**What to do:**
• a. In the OCaml forum post below, why does the poster ask for an easier way to understand where the problems come from? Answer in one to three sentences.
• b. In the OCaml forum post below, which two things were added to the same module when compiling failed in the second issue?

Errors with Base/Core and an imported PPX's or deriving

I’m very new to OCaml (~2 weeks) and I keep running into issues when adding Base/Core and modules that implement either PPX or deriving.

How are you supposed to mitigate these issues?

Both have taken quite a bit of work to identify the cause, is there a way to more easily understand where the problems are coming from?

Two examples follow:

The first issue is when I pull in Base with [@@deriving yaml]

open Base

type book = { 
  title: string;
  authors: string list
} [@@deriving yaml]

Compile error:

File "bin/main.ml", line 9, characters 11-22:
9 |   authors: string list
               ^^^^^^^^^^^
Error (warning 6 [labels-omitted]): label f was omitted in the application of this function.
File "bin/main.ml", line 9, characters 11-17:
9 |   authors: string list
               ^^^^^^
Error: This expression should not be a function, the expected type is
       'a Base.List.t

The second issue was when I added Core and pgocaml's PPX in the same module, trying to compile failed. I reduced the issue to the following, where String.concat "" ["a"] existed in the pgocaml PPX.

Starting with:

open Core
open PGOCaml
let () =
  let dbh = PGOCaml.connect () in
  let insert name salary =
    [%pgsql dbh "insert into employees (name, salary) VALUES ($name, $salary)"]
  in
  ignore(insert "Chris" 1_000.0);

Then run ppxfind generates the following, and below is a simplified result which conflicts with Core.

(* 
PGHOST=localhost PGUSER=postgres PGDATABASE=postgres PGPASSWORD=example ppxfind -legacy pgocaml_ppx ./bin/main.ml
PGHOST=localhost PGUSER=postgres PGDATABASE=postgres PGPASSWORD=example dune exec bin/main.exe -- 
*)

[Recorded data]
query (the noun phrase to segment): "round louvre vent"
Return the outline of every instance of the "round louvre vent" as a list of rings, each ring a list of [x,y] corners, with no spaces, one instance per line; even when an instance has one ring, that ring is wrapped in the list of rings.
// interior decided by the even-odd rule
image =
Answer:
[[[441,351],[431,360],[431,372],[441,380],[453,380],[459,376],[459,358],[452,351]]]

**Answers for this exercise:**
• a. Identifying the cause of each of the two issues took quite a bit of work.

• b. Core and pgocaml's PPX.